-- Start of Extracted material --
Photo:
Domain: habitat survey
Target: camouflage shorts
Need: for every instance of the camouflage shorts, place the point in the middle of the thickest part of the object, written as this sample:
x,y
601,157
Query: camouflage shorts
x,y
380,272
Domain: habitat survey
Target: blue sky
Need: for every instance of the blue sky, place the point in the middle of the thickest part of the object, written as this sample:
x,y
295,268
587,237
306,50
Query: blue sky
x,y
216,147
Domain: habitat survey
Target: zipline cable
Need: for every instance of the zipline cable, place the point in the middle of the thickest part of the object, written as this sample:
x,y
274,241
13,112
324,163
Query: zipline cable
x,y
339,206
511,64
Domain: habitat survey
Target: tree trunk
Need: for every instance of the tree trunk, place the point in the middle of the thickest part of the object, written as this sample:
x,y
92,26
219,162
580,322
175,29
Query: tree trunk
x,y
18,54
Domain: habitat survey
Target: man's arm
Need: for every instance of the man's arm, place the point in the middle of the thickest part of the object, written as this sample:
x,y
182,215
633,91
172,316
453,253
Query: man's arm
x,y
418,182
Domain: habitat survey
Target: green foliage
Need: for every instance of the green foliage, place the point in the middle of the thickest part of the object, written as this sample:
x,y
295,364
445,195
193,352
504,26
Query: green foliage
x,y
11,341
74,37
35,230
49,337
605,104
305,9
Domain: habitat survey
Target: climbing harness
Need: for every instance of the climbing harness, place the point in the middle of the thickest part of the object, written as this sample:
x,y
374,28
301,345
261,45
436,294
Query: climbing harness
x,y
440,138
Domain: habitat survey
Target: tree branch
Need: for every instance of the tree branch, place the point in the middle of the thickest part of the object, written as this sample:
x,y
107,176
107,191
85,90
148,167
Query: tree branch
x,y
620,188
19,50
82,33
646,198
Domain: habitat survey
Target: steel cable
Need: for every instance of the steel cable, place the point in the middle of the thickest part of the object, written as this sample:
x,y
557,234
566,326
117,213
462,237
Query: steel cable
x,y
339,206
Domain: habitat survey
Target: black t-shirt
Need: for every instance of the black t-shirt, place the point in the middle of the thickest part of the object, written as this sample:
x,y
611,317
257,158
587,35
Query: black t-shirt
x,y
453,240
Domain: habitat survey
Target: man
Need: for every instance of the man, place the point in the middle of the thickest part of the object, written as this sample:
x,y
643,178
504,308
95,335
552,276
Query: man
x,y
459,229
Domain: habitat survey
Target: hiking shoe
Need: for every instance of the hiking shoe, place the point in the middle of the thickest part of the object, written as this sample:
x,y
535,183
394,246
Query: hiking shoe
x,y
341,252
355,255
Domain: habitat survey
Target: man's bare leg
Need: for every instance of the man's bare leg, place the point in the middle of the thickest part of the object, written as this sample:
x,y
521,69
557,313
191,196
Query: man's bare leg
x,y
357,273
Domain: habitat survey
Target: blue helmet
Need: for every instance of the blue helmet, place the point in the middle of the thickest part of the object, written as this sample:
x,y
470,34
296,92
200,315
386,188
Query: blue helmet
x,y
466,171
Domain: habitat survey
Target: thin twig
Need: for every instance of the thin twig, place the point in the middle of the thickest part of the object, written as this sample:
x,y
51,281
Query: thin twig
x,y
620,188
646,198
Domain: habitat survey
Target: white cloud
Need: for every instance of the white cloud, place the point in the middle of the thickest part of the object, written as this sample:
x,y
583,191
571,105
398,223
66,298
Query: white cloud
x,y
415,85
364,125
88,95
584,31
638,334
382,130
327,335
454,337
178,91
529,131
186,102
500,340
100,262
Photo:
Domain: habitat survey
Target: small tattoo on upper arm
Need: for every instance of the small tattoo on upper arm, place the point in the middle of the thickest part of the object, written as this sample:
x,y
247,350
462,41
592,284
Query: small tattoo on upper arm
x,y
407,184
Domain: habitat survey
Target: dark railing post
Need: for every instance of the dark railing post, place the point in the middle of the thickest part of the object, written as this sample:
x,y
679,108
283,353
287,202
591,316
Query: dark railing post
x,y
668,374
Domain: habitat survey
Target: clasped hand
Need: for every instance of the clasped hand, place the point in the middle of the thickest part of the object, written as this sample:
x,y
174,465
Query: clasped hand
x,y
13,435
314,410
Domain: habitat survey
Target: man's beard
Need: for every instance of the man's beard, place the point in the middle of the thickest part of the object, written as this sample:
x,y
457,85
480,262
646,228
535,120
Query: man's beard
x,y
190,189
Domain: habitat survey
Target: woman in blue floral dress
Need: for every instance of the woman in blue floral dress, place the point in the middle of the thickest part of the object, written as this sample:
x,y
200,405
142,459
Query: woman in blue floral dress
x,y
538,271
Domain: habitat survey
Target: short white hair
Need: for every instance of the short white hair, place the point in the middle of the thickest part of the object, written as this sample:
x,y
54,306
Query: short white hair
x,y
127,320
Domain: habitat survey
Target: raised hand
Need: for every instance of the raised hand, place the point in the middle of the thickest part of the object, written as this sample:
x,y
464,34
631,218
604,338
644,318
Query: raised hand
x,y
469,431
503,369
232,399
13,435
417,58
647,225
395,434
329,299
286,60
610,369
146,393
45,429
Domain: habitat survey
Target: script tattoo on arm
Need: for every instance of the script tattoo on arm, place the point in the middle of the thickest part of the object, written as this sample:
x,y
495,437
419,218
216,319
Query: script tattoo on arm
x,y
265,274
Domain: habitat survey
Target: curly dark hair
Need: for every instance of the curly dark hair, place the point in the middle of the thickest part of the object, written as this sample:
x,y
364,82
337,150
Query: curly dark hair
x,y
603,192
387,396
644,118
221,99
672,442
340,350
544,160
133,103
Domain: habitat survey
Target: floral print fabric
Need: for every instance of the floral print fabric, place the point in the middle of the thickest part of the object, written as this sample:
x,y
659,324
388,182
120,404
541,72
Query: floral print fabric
-- End of Extracted material --
**Exercise description**:
All records above must be set down exactly, please.

**Task solution**:
Photo:
Domain: habitat survey
Target: camouflage shorts
Need: for every instance of the camouflage shorts, place the point in the middle of the thickest part of the object, written as this sample:
x,y
601,157
Query: camouflage shorts
x,y
380,272
Domain: habitat survey
Target: blue sky
Need: for every instance of the blue sky, place the point in the middle of the thickest part of the object, written as this sample:
x,y
295,268
587,237
306,50
Query: blue sky
x,y
216,147
Domain: habitat survey
Target: zipline cable
Need: for every instance of the zipline cable, place the point in the middle of the thickest part of the object, written as this sample:
x,y
274,241
13,112
324,163
Query: zipline cable
x,y
339,206
511,64
Domain: habitat survey
Target: tree trunk
Need: for every instance of the tree trunk, place the point in the middle of the thickest part of the object, written as this sample:
x,y
92,26
219,162
580,322
175,29
Query: tree trunk
x,y
18,54
Domain: habitat survey
Target: man's arm
Need: for every instance of the man's arm, place the point in the middle of the thickest part of the object, written as this sample:
x,y
182,215
633,91
172,316
453,253
Query: man's arm
x,y
418,182
Domain: habitat survey
Target: green foliage
Need: for every instance of the green foliage, place the point in the middle of the thickest part of the object, written as this sample:
x,y
295,364
445,195
193,352
504,26
Query: green foliage
x,y
11,341
74,37
35,230
49,337
605,104
305,9
Domain: habitat survey
Target: climbing harness
Need: for every instance of the climbing harness, place the point in the middle of the thickest part of the object, written as this sample:
x,y
374,28
301,345
261,45
436,294
Query: climbing harness
x,y
440,138
Domain: habitat survey
Target: tree branch
Need: for every instance of the tree branch, place the point in the middle of the thickest part of the object, written as this sample:
x,y
107,176
107,191
85,90
148,167
Query: tree branch
x,y
620,188
19,50
82,33
646,198
Domain: habitat survey
Target: steel cable
Need: for every instance of the steel cable, place the point in the middle of the thickest part of the object, written as this sample:
x,y
557,234
566,326
117,213
462,237
Query: steel cable
x,y
339,206
Domain: habitat survey
Target: black t-shirt
Need: for every instance of the black t-shirt, place the point in the middle of the thickest part of the object, written as this sample:
x,y
611,317
257,158
587,35
Query: black t-shirt
x,y
453,240
Domain: habitat survey
Target: man
Need: for every instance of the man, place the point in the middle of the thickest part of the object, written as this sample:
x,y
643,178
504,308
95,335
552,276
Query: man
x,y
459,229
Domain: habitat survey
Target: hiking shoe
Need: for every instance of the hiking shoe, place the point in the middle of the thickest part of the object, written as this sample:
x,y
535,183
394,246
Query: hiking shoe
x,y
341,252
355,255
Domain: habitat survey
Target: man's bare leg
Need: for every instance of the man's bare leg, place the point in the middle of the thickest part of the object, written as this sample:
x,y
521,69
557,313
191,196
Query: man's bare leg
x,y
357,273
Domain: habitat survey
Target: blue helmet
Need: for every instance of the blue helmet, place the point in the middle of the thickest part of the object, written as this sample:
x,y
470,34
296,92
200,315
386,188
Query: blue helmet
x,y
466,171
Domain: habitat survey
Target: thin twig
Need: for every instance of the thin twig, place the point in the middle of the thickest part of the object, written as this sample:
x,y
51,281
Query: thin twig
x,y
620,188
646,198
Domain: habitat survey
Target: white cloud
Need: for every instance of the white cloud, place the point in the middle of the thickest part of the object, written as this sample:
x,y
583,191
571,105
398,223
66,298
Query: white cloud
x,y
415,85
364,125
88,95
584,31
638,334
382,130
327,335
454,337
178,91
529,131
186,102
500,340
100,262
Photo:
Domain: habitat survey
Target: small tattoo on upper arm
Need: for every instance of the small tattoo on upper arm, place the point in the middle of the thickest part of the object, written as this sample:
x,y
247,350
462,41
592,284
Query: small tattoo on upper arm
x,y
407,184
Domain: habitat survey
Target: dark railing post
Need: for every instance of the dark railing post, place the point in the middle of the thickest part of the object, written as this sample:
x,y
679,108
283,353
287,202
591,316
Query: dark railing post
x,y
668,374
Domain: habitat survey
Target: clasped hand
Need: for every instance of the clasped hand, place the point in the middle of the thickest part of the object, written as this sample:
x,y
174,465
Query: clasped hand
x,y
13,435
314,410
Domain: habitat survey
Target: man's beard
Need: for every instance of the man's beard, place the point in the middle of the thickest part of the object, written as this sample:
x,y
457,85
480,262
646,228
535,120
Query: man's beard
x,y
190,189
Domain: habitat survey
Target: woman in blue floral dress
Need: for every instance of the woman in blue floral dress, place the point in the middle of the thickest part of the object, written as this sample:
x,y
200,405
142,459
Query: woman in blue floral dress
x,y
538,271
Domain: habitat survey
Target: short white hair
Need: for every instance of the short white hair, place the point in the middle of the thickest part of the object, written as this sample:
x,y
54,306
Query: short white hair
x,y
127,320
Domain: habitat survey
Target: raised hand
Need: for every instance of the raised hand, place the point in the middle of the thickest part of the object, written as this sample:
x,y
464,34
631,218
604,338
644,318
Query: raised hand
x,y
469,431
503,369
232,399
13,435
417,58
647,225
395,434
329,299
286,60
610,369
146,393
45,429
Domain: habitat survey
Target: script tattoo on arm
Need: for every instance of the script tattoo on arm, place the point in the middle of the thickest part of the object, written as this sample:
x,y
495,437
419,218
216,319
Query: script tattoo on arm
x,y
265,274
Domain: habitat survey
Target: curly dark hair
Need: for every instance of the curly dark hair, place the point in the middle of the thickest part of the object, written as this sample:
x,y
364,82
337,150
Query: curly dark hair
x,y
603,192
387,396
644,118
221,99
672,442
340,350
544,160
133,103
Domain: habitat survey
Target: floral print fabric
Need: for every instance of the floral print fabric, place the point in the middle of the thickest part of the object, written as this sample:
x,y
659,324
388,182
120,404
541,72
Query: floral print fabric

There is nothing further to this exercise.